Coordinate annotation rows:

##############################

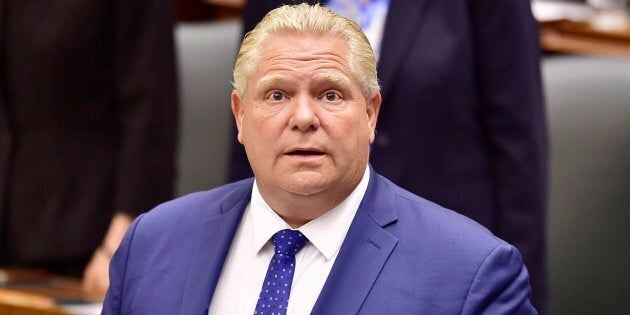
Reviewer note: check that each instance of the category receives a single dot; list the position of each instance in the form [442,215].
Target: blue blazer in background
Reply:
[402,255]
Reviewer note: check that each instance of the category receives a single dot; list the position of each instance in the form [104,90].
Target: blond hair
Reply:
[308,19]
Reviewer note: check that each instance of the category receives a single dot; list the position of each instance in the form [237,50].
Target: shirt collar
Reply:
[326,233]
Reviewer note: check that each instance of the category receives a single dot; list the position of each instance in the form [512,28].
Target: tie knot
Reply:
[288,242]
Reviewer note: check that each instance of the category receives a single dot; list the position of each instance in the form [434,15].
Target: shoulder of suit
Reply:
[418,212]
[200,205]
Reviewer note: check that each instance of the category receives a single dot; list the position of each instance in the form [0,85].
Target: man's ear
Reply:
[373,107]
[238,111]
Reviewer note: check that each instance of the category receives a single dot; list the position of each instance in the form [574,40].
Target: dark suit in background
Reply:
[88,117]
[462,121]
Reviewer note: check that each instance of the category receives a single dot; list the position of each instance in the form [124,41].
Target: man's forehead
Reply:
[324,77]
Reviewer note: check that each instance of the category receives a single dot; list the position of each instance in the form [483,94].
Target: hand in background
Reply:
[96,274]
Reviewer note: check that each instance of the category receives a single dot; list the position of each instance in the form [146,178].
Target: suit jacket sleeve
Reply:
[146,101]
[507,55]
[500,285]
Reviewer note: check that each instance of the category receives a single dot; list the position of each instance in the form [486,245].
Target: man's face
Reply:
[303,120]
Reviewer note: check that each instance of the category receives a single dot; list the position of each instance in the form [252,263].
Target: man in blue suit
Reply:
[317,230]
[463,121]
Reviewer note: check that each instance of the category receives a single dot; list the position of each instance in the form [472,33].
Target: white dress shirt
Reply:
[251,251]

##############################

→ **SET PROBLEM**: Copy every row above verbatim, leaving out the pictures.

→ **ANSWER TO THE TASK**:
Reviewer note: check that each instance of the category receives a single dot; list the position of each instance in the form [442,215].
Target: blue blazer in background
Reply:
[402,255]
Reviewer note: check that each instance of the category receives a single dot; list the position of each instance in the form [104,90].
Target: blond hair
Reply:
[308,19]
Reviewer note: check that each instance of the category receives a single dot; list the position of each instance in the form [237,50].
Target: shirt collar
Reply:
[326,233]
Reviewer note: check that each instance of the category receives a single dot; list the position of each instance in the form [512,28].
Target: tie knot
Reply:
[288,242]
Reviewer note: check that each instance of the category receives a single dot; list the position of each instance in the form [434,15].
Target: shoulder of suit
Reply:
[418,212]
[200,205]
Reviewer note: check that each instance of the category receives a single dot; list the position of each instance in the form [0,85].
Target: man's ear
Reply:
[373,107]
[238,111]
Reviewer note: check that each instance of the category receives a single dot; list the position of each instance in the form [574,40].
Target: dark suit in background
Reply:
[88,117]
[462,121]
Reviewer note: check that each instance of the category receives a single dot; list the position of each instance in the form [124,41].
Target: man's forehead
Reply:
[324,77]
Reviewer note: check that each instance of the category receives a single dot; list the position of each instance in the form [483,94].
Target: hand in background
Reply:
[96,274]
Reviewer note: check that each instance of the category receives a single dot; list the position of each instance in the form [146,178].
Target: suit jacket sleeve
Reply:
[146,101]
[507,55]
[500,285]
Reviewer note: check that each instance of the category receives a single dot; list the position of each instance in the form [486,245].
Target: man's face
Reply:
[303,120]
Reviewer note: check that each instance of the category receives a single dot; list the position of each instance in the form [252,263].
Target: man in blue suit
Reply:
[317,230]
[463,121]
Reviewer note: check that each instance of the category receives a single dot; list the position of each instance in the form [472,33].
Target: white dress shirt
Reply:
[251,251]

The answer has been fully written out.